Action item:
Your output is the line containing "Exercise. Pick out the mobile" plus every line after it in the listing, reproduced exactly.

Data extracts:

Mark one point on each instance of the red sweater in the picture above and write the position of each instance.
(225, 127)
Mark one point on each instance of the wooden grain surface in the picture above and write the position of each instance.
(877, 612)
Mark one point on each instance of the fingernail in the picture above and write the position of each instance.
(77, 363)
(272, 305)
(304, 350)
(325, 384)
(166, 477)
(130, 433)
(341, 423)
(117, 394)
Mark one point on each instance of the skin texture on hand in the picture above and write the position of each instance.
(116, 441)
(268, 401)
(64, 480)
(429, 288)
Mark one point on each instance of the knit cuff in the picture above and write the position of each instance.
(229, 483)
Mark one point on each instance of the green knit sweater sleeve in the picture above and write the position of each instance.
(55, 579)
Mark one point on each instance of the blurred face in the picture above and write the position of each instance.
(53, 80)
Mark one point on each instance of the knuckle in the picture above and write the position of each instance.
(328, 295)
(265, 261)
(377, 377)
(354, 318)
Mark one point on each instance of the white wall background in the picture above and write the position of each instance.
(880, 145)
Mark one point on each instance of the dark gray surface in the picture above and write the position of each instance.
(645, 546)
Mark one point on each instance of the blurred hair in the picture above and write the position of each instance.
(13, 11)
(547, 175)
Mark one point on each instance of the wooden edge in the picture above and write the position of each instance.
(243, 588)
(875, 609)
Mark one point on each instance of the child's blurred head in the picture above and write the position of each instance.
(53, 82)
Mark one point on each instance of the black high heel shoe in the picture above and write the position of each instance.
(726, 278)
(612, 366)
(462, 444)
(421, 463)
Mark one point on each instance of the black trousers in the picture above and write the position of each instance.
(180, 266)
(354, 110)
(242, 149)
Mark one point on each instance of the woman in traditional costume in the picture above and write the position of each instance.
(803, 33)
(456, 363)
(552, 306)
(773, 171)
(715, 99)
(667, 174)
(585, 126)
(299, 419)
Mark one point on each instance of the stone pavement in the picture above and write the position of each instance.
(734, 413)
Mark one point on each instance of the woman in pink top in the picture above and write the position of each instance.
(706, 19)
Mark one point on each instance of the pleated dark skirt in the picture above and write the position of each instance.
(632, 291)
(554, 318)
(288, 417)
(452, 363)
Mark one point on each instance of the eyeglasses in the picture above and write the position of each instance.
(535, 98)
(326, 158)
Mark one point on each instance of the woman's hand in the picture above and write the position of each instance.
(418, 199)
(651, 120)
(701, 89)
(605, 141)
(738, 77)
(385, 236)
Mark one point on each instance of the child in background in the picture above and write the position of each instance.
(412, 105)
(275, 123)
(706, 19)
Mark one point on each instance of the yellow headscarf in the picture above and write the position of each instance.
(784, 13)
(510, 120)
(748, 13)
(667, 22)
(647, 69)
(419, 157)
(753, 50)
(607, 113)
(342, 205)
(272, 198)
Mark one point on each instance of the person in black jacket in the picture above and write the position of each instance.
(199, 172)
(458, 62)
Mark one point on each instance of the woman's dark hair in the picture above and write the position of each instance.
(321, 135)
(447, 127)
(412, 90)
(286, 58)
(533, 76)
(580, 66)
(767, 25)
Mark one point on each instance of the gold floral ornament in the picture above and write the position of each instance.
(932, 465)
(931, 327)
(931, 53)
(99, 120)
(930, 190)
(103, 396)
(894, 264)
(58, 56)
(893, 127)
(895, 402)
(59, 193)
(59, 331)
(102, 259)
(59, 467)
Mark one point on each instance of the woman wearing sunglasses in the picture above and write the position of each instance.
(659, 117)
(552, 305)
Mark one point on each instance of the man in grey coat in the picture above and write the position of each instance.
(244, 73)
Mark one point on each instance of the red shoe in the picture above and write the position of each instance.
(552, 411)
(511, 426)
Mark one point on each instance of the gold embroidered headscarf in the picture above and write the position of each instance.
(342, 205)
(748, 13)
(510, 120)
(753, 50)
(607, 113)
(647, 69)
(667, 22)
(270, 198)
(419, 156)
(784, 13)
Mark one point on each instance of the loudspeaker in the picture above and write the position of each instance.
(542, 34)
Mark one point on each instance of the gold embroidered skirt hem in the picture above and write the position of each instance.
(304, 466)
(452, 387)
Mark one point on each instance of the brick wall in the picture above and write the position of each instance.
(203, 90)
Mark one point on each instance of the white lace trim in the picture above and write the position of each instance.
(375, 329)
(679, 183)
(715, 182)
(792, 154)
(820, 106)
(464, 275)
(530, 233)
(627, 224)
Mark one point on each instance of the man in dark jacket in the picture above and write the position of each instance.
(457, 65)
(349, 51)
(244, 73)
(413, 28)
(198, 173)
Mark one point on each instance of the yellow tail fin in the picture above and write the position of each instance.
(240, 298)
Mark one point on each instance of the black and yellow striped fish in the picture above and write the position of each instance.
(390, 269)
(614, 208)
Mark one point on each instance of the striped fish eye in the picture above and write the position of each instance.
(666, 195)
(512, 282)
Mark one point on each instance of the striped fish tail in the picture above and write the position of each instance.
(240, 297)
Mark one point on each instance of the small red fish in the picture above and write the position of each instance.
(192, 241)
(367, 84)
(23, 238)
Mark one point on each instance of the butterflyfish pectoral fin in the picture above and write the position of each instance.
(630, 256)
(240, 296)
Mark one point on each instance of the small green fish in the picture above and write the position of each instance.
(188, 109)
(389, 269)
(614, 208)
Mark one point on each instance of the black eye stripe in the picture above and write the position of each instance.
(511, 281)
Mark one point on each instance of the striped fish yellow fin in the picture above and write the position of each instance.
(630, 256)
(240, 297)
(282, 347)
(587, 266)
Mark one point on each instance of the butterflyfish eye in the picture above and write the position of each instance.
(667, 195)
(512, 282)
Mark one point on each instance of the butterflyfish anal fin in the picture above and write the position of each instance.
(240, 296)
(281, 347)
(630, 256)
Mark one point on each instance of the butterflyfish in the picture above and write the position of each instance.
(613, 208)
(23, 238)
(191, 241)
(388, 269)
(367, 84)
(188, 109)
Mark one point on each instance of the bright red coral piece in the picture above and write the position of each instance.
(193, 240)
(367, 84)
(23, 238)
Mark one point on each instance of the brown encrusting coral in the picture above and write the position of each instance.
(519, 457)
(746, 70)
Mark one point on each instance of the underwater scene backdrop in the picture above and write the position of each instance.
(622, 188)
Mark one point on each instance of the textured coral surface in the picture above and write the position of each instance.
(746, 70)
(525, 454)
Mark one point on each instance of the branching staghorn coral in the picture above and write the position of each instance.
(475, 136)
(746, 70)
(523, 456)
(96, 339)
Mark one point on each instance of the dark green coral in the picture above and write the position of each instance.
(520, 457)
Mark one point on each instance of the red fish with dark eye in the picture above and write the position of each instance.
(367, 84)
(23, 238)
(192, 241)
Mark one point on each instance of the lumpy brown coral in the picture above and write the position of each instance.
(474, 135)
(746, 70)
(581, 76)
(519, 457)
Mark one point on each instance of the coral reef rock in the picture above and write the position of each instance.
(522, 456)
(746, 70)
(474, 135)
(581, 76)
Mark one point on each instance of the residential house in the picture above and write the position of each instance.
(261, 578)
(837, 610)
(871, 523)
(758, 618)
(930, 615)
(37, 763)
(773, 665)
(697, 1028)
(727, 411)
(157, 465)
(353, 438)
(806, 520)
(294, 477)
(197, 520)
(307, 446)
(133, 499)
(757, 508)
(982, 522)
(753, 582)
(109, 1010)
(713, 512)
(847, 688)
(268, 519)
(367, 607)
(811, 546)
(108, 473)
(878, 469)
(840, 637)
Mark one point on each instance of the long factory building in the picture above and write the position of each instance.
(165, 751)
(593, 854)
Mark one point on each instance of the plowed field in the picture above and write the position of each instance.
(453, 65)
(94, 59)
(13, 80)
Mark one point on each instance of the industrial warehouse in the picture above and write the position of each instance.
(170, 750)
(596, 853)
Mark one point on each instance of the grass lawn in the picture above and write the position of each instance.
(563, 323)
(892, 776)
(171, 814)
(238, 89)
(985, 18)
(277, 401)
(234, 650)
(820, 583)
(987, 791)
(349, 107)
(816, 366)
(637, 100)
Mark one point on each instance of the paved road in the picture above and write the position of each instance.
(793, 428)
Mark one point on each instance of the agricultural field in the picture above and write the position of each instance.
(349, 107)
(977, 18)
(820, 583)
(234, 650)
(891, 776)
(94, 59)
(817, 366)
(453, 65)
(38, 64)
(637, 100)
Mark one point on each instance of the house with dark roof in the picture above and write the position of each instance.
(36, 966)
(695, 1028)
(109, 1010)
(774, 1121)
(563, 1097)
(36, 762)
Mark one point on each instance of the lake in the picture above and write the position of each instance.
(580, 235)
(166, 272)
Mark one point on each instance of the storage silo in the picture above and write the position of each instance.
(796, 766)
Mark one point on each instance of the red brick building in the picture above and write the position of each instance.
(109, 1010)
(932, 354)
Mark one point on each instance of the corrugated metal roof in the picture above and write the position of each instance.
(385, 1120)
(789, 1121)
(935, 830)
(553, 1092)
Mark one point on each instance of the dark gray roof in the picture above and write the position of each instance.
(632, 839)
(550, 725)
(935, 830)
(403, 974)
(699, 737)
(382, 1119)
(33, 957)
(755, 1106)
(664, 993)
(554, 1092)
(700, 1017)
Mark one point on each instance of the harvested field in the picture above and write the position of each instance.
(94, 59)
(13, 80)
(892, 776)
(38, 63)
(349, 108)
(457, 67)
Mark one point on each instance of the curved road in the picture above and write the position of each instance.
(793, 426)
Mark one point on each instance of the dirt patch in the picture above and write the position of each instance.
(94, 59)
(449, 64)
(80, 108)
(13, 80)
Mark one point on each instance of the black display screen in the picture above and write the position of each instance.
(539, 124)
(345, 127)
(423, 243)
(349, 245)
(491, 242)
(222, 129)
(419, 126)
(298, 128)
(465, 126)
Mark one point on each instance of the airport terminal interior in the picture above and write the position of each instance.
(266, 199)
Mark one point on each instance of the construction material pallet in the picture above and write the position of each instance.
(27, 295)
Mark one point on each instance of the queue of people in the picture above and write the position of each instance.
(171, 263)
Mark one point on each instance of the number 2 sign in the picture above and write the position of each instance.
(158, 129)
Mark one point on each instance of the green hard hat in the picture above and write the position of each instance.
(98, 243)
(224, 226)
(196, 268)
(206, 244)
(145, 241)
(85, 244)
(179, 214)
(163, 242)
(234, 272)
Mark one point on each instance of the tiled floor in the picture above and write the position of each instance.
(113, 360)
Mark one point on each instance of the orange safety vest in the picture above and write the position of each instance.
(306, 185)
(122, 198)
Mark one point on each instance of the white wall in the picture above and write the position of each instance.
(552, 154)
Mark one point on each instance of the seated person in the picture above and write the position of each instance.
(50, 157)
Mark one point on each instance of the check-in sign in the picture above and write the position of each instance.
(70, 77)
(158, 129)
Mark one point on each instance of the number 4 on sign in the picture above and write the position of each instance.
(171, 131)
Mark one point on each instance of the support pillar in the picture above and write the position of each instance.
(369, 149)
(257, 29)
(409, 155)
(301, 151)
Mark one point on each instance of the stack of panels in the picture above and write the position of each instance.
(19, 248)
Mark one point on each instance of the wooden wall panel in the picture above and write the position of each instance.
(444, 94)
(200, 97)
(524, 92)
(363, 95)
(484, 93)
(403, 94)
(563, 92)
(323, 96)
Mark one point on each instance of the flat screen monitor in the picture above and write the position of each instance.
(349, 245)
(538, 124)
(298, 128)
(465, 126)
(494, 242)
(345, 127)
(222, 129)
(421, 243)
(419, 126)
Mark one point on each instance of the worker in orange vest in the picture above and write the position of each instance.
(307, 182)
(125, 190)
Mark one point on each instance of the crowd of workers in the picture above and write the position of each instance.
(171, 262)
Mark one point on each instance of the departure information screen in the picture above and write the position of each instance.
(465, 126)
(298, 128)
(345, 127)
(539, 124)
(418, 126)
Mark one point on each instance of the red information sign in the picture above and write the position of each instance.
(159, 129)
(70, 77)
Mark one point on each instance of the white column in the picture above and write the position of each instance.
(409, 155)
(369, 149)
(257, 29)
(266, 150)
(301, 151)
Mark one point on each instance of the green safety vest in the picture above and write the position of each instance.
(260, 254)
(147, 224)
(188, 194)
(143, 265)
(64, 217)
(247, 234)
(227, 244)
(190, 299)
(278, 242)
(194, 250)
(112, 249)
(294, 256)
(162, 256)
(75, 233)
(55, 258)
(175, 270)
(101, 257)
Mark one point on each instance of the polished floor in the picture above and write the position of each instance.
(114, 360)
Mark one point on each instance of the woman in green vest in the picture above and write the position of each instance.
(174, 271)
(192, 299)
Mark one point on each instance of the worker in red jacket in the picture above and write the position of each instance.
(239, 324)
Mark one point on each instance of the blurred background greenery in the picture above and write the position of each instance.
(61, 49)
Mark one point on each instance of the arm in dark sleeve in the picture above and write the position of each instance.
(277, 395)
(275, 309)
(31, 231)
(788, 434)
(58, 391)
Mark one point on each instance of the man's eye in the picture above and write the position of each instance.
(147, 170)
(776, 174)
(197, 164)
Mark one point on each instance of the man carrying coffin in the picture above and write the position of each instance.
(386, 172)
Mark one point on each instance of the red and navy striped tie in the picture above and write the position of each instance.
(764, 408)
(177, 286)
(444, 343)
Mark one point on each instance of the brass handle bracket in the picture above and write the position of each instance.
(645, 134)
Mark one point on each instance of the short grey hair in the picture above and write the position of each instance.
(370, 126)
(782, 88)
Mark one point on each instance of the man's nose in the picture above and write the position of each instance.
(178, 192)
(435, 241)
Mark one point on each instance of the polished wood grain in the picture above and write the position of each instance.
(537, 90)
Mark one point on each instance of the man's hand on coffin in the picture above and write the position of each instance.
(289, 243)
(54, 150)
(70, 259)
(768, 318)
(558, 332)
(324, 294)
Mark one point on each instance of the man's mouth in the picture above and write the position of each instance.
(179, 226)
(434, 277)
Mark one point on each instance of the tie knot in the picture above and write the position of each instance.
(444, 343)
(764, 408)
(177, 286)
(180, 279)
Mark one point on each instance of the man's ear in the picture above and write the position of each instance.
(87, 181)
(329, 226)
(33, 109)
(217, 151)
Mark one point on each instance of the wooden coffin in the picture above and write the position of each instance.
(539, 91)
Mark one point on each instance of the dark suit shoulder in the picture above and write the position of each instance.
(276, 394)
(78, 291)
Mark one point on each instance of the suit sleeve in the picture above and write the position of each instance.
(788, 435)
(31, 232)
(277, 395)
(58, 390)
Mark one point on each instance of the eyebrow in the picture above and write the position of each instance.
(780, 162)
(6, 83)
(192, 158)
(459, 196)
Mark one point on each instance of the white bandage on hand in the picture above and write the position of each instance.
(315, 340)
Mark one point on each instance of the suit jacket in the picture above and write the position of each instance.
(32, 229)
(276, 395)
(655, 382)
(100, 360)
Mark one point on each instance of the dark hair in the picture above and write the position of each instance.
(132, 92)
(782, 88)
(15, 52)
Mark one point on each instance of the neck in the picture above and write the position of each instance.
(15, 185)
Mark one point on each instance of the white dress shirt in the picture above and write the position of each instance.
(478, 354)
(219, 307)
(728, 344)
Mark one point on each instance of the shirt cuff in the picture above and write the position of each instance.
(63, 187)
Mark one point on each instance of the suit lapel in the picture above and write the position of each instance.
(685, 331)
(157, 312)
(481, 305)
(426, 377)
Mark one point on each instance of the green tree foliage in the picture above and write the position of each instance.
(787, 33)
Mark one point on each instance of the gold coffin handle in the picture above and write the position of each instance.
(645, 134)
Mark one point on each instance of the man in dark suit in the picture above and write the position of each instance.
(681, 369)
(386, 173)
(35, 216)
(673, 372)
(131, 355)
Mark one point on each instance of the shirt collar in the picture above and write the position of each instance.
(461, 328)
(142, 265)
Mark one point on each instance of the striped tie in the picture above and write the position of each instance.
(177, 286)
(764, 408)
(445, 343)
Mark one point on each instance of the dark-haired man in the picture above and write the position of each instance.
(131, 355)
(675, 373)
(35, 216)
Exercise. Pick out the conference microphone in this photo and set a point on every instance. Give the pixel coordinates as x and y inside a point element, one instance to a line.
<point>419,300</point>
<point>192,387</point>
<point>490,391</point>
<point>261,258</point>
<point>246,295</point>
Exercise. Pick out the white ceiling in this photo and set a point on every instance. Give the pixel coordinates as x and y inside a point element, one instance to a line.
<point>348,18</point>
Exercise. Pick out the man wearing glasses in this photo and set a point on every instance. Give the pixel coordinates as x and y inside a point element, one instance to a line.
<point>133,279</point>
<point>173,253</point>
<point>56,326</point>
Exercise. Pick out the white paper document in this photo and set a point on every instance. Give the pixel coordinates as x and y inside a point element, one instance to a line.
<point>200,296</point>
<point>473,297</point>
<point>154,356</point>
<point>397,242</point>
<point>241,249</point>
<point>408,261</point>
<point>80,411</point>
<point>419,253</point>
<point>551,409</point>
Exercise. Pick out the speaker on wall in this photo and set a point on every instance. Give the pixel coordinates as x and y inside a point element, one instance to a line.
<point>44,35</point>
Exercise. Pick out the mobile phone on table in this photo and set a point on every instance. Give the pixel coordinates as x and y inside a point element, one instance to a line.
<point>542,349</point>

Result of this exercise:
Exercise. Pick out the mobile phone on table in this photo and set a point on every instance. Give the pixel coordinates as x and y inside a point element, one instance to a line.
<point>542,349</point>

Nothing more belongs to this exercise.